Data items:
- - - - - - -

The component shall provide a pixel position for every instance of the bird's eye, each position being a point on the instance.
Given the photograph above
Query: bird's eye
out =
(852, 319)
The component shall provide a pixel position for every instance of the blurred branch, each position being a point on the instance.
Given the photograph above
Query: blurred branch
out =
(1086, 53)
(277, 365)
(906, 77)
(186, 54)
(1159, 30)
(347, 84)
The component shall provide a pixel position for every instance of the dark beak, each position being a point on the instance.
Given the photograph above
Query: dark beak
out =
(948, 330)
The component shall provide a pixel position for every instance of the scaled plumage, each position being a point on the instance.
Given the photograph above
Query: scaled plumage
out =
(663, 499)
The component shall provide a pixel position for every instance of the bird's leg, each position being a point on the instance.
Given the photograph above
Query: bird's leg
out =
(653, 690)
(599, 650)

- - - - - - -

> _Exercise prompt_:
Return what is listed above, exactly and completely.

> _Problem solution_:
The component shall provide a pixel position for every instance of the bird's eye, each position being a point on the instance.
Given the photograph above
Query: bird's eye
out =
(852, 319)
The component shall provide a pixel position for every instance of the blurred branch, each position being a point on the instance.
Given the photograph above
Query: blurred branch
out =
(1086, 53)
(277, 365)
(906, 77)
(186, 54)
(1159, 30)
(347, 84)
The component shall provide a pixel position for every instance of the dark beak, each position being a point on the instance.
Given the photograph above
Query: dark beak
out =
(948, 330)
The component shall provide a pixel position for every instance of the scaled plumage, each position being a point on the instance.
Given the photograph above
Query: scaled plumage
out =
(663, 499)
The component shall provide a pixel position for every instance of the bird's leg, each position being a point on the instance.
Given the photograph above
Query: bird's leg
out =
(653, 690)
(599, 650)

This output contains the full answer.